EXERCISE PROMPT:
Please return every line of the items below that contains the word "beanie", copied in full. Case counts.

──────────────────────────────

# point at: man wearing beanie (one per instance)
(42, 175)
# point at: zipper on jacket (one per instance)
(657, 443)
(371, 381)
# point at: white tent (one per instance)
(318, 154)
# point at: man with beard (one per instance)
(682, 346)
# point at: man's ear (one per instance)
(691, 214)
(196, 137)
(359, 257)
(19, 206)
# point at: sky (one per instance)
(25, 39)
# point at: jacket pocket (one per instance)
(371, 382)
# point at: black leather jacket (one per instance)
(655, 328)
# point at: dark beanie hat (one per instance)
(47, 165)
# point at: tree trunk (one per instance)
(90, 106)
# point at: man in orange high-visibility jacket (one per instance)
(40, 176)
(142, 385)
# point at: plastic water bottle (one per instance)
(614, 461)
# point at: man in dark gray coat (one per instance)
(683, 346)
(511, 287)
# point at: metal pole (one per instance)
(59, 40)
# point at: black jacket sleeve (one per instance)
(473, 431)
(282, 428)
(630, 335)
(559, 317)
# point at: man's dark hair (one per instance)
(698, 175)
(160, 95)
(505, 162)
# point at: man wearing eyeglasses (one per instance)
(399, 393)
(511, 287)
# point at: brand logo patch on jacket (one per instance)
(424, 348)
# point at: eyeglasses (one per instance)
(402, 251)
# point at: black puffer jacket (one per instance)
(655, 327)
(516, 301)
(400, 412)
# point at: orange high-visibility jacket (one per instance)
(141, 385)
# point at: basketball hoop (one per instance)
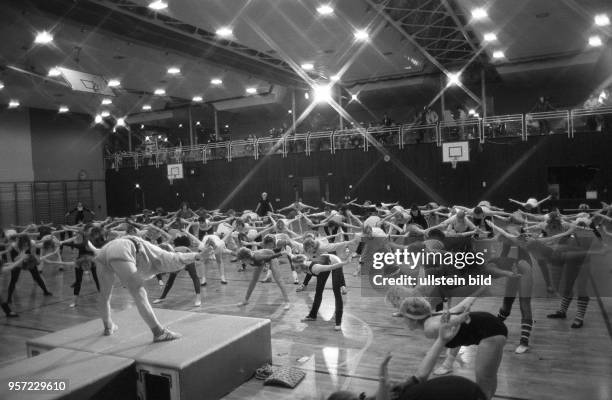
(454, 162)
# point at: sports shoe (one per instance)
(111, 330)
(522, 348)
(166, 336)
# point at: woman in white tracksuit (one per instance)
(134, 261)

──────────────────────────────

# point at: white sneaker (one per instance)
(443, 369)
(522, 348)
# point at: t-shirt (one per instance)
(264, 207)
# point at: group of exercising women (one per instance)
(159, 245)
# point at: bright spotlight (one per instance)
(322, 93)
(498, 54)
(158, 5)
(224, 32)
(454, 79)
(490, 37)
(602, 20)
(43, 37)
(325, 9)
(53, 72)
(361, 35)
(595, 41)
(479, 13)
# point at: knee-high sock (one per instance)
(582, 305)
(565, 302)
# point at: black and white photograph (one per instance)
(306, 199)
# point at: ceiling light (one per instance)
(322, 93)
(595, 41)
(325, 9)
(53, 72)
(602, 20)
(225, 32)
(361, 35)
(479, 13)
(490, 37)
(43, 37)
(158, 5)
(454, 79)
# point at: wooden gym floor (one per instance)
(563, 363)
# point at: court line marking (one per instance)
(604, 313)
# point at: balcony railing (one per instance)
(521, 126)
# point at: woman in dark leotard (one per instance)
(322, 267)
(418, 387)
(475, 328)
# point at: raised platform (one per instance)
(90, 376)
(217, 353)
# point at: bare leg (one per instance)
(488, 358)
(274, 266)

──────────────────────────────

FULL OUTPUT:
# point at: man wearing beanie (one per instance)
# point at: dark beanie hat (one per instance)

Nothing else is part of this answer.